[Problem to work on] Set the listing down again exactly, please, apart from its pictures.

[Data to use]
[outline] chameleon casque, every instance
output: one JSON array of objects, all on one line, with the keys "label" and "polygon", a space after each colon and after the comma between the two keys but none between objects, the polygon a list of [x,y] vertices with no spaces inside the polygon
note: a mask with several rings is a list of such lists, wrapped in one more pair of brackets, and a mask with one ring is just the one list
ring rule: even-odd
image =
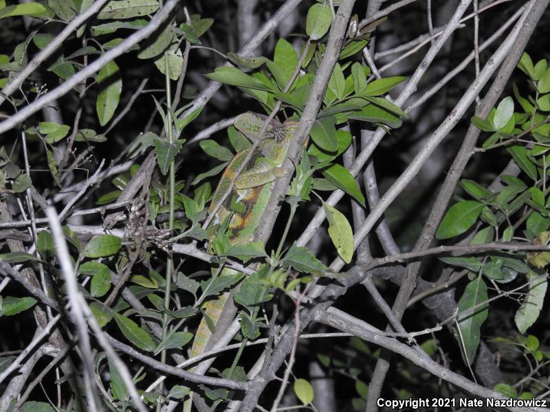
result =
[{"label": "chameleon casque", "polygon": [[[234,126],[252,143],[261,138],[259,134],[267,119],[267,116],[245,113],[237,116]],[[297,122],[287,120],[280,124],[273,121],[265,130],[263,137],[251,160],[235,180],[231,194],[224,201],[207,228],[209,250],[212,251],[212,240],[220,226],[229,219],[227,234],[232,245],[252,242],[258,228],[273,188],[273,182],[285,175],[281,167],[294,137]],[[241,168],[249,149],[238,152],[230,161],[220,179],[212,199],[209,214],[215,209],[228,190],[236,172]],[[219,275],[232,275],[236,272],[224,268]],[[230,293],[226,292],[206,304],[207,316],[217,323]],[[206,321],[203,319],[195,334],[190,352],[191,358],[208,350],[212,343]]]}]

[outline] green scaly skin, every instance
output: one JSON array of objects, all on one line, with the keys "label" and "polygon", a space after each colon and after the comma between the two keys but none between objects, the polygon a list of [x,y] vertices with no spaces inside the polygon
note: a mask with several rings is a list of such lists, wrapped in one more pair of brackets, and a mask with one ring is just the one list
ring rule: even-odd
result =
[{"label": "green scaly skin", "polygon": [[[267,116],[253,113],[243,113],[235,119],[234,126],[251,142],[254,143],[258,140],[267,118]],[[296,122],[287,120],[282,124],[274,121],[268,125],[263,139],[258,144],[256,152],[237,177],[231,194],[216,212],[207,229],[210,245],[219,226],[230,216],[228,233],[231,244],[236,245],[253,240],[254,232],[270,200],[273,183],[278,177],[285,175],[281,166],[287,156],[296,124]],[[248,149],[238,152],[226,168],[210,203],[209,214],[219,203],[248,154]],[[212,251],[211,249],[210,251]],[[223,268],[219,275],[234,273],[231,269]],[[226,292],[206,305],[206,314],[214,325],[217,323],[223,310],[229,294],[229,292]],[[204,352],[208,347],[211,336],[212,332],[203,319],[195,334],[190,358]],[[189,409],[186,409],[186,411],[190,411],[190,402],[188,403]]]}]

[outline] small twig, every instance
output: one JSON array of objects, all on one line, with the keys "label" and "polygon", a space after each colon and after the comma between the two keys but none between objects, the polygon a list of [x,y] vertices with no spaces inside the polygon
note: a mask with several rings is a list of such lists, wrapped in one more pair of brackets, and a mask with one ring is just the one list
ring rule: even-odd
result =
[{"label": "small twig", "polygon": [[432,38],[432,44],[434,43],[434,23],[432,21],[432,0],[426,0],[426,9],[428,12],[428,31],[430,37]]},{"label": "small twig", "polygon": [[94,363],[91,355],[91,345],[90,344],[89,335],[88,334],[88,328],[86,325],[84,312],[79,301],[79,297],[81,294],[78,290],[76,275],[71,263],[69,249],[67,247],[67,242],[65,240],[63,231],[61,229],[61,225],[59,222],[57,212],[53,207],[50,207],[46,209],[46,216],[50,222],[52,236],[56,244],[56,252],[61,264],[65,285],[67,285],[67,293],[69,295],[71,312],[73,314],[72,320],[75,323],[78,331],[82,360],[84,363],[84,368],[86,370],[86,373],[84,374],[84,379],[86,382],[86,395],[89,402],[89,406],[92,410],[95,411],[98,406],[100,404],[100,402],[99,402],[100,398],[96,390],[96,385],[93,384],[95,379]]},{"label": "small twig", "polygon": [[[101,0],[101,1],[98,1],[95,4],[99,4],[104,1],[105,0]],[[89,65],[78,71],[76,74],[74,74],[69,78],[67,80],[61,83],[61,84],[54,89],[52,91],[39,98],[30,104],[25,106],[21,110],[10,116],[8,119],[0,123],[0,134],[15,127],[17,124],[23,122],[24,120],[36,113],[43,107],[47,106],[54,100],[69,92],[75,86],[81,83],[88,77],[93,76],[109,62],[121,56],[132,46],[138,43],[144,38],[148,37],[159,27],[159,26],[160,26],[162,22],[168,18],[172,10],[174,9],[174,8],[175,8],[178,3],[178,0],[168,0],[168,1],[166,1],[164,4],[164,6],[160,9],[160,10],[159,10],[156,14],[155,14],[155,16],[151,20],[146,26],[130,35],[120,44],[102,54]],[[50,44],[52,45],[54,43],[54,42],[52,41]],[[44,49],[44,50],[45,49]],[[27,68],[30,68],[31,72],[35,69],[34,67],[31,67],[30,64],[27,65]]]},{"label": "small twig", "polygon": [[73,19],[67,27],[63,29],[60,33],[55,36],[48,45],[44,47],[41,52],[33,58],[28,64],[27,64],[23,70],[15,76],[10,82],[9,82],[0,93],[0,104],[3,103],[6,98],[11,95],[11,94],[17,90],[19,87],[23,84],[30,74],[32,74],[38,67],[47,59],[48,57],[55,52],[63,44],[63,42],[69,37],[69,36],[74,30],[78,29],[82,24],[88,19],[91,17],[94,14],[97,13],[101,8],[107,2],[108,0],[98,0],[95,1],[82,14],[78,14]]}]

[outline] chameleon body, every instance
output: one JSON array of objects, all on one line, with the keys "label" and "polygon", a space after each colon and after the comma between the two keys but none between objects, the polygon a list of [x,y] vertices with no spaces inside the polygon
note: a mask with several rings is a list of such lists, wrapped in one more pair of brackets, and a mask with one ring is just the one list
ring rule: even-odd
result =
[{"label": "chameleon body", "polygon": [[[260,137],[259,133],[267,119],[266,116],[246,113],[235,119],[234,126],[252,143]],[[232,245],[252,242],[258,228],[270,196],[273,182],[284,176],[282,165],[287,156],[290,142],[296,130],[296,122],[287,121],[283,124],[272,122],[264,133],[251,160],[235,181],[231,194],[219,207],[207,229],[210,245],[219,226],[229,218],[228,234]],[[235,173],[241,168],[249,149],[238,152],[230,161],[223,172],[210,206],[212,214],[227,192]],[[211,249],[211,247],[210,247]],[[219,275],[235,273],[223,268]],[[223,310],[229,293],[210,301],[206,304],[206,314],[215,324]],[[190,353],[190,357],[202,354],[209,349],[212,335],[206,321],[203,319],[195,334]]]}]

[Output of the task]
[outline] chameleon casque, every instance
output: one JSON array of objects, all on one line, with the keys "label" and "polygon", a space after each colon and after the comma between the two keys but none between objects, the polygon a list of [x,y] vertices with no spaces inside the polygon
note: a mask with several rings is a list of such lists, wrapped in one more pair of brackets, and a mask with one ring is just the one list
ring rule: even-odd
image =
result =
[{"label": "chameleon casque", "polygon": [[[234,126],[252,143],[261,138],[259,134],[267,119],[267,116],[245,113],[237,116]],[[297,122],[287,120],[280,124],[273,121],[265,130],[263,137],[251,160],[235,180],[231,194],[224,201],[207,228],[209,250],[212,251],[212,240],[220,226],[229,219],[227,234],[232,245],[252,242],[258,228],[273,188],[273,182],[285,175],[281,167],[294,137]],[[241,168],[249,149],[238,152],[230,161],[220,179],[212,199],[209,214],[215,209],[228,190],[236,172]],[[219,275],[232,275],[236,272],[224,268]],[[230,293],[226,292],[206,304],[207,316],[217,323]],[[206,321],[203,319],[195,334],[190,352],[191,358],[208,350],[212,343]]]}]

[outline] green scaly skin, every instance
output: one JSON array of objects, all on one line, with the keys "label" and "polygon", a space after each colon and after the comma between the two keys but none between objects, the polygon a list of [x,y] vertices with no spaces inside the polygon
note: a mask with several rings is a list of such lists, wrapped in one more pair of brackets, and a mask with one ring is just the one list
ring rule: even-odd
result =
[{"label": "green scaly skin", "polygon": [[[267,116],[253,113],[243,113],[235,119],[234,126],[251,142],[254,143],[258,140],[267,118]],[[296,122],[287,120],[282,124],[274,121],[268,125],[263,139],[258,144],[256,152],[237,177],[231,194],[216,212],[207,229],[210,245],[219,226],[230,216],[228,233],[231,244],[236,245],[253,240],[254,232],[270,200],[273,183],[278,177],[285,175],[281,166],[287,156],[296,124]],[[248,149],[238,152],[226,168],[210,203],[209,214],[219,203],[248,154]],[[212,251],[211,249],[210,251]],[[223,268],[219,275],[234,273],[231,269]],[[226,292],[206,305],[206,314],[214,325],[217,323],[223,310],[229,294],[229,292]],[[204,352],[208,347],[211,336],[212,332],[203,319],[195,334],[190,358]],[[189,409],[186,409],[186,411],[190,411],[190,402],[188,403]]]}]

[outline] small twig, every instance
output: one JSON array of objects, all on one line, with the keys "label" and "polygon", a space after each colon and after the comma between the two keys but none between objects, the polygon a list of [x,y] vertices with no spaces inside the polygon
note: a mask with several rings is a list of such lists, wrapped in one more pair of brackets, and a mask with one ring is just the one list
ring rule: even-odd
result =
[{"label": "small twig", "polygon": [[432,38],[432,44],[434,43],[434,23],[432,21],[432,0],[426,0],[426,9],[428,12],[428,31],[430,37]]},{"label": "small twig", "polygon": [[94,363],[91,355],[91,345],[90,344],[89,335],[88,334],[88,328],[86,325],[84,312],[79,301],[79,297],[81,294],[78,290],[76,275],[71,263],[69,249],[67,247],[67,242],[65,240],[63,231],[61,229],[61,225],[59,222],[57,212],[53,207],[50,207],[46,209],[46,216],[50,222],[52,236],[56,244],[56,252],[61,264],[65,285],[67,285],[67,293],[69,295],[71,312],[73,314],[72,320],[75,323],[78,331],[82,360],[84,363],[84,368],[86,370],[86,373],[84,374],[84,379],[86,382],[86,395],[89,402],[89,406],[92,410],[95,411],[98,406],[100,404],[100,402],[99,402],[100,398],[96,390],[96,385],[93,384],[95,379]]},{"label": "small twig", "polygon": [[[101,0],[101,1],[98,1],[95,4],[99,4],[104,1],[105,0]],[[89,65],[78,71],[76,74],[74,74],[69,78],[67,80],[61,83],[61,84],[54,89],[52,91],[39,98],[30,104],[25,106],[21,110],[10,116],[8,119],[0,123],[0,134],[15,127],[17,124],[23,122],[24,120],[36,113],[43,107],[47,106],[54,100],[69,92],[75,86],[81,83],[88,77],[93,76],[109,62],[121,56],[132,46],[138,43],[144,38],[148,37],[159,27],[159,26],[160,26],[162,22],[168,18],[172,10],[174,9],[174,8],[175,8],[178,3],[178,0],[168,0],[168,1],[166,1],[164,4],[164,6],[160,9],[160,10],[159,10],[156,14],[155,14],[155,16],[151,20],[146,26],[130,35],[120,44],[102,54]],[[50,44],[52,45],[54,43],[54,42],[52,41]],[[44,49],[44,50],[45,49]],[[27,68],[30,68],[31,72],[35,69],[34,67],[31,67],[30,64],[27,65]]]},{"label": "small twig", "polygon": [[73,19],[67,27],[63,29],[60,33],[55,36],[48,45],[44,47],[41,52],[33,58],[28,64],[27,64],[23,70],[15,76],[10,82],[9,82],[0,93],[0,104],[3,103],[6,98],[11,95],[11,94],[17,90],[19,87],[23,84],[30,74],[32,74],[38,67],[47,59],[48,57],[55,52],[63,44],[63,42],[69,37],[69,36],[74,30],[78,29],[82,24],[88,19],[91,17],[94,14],[97,13],[101,8],[107,2],[108,0],[98,0],[95,1],[82,14],[78,14]]}]

[outline] chameleon body, every instance
output: one JSON array of objects, all on one line, with the keys "label" and "polygon", a space after each colon and after the comma between the two keys but none between objects, the polygon a list of [x,y] vertices with no spaces inside the polygon
note: a mask with several rings is a list of such lists, wrapped in one more pair of brackets, and a mask with one ring is just the one list
ring rule: even-odd
result =
[{"label": "chameleon body", "polygon": [[[260,137],[259,133],[267,119],[266,116],[246,113],[235,119],[234,126],[252,143]],[[232,245],[252,242],[258,228],[270,196],[273,182],[284,176],[282,165],[287,156],[290,142],[296,130],[296,122],[287,121],[283,124],[272,122],[264,133],[251,160],[235,181],[231,194],[219,207],[207,229],[210,245],[219,226],[229,218],[228,234]],[[235,173],[241,168],[249,149],[238,152],[230,161],[223,172],[210,206],[212,214],[227,192]],[[211,249],[211,247],[210,247]],[[219,275],[235,273],[223,268]],[[223,310],[229,293],[210,301],[206,304],[206,314],[215,324]],[[190,353],[190,357],[202,354],[209,349],[212,335],[206,321],[203,319],[195,334]]]}]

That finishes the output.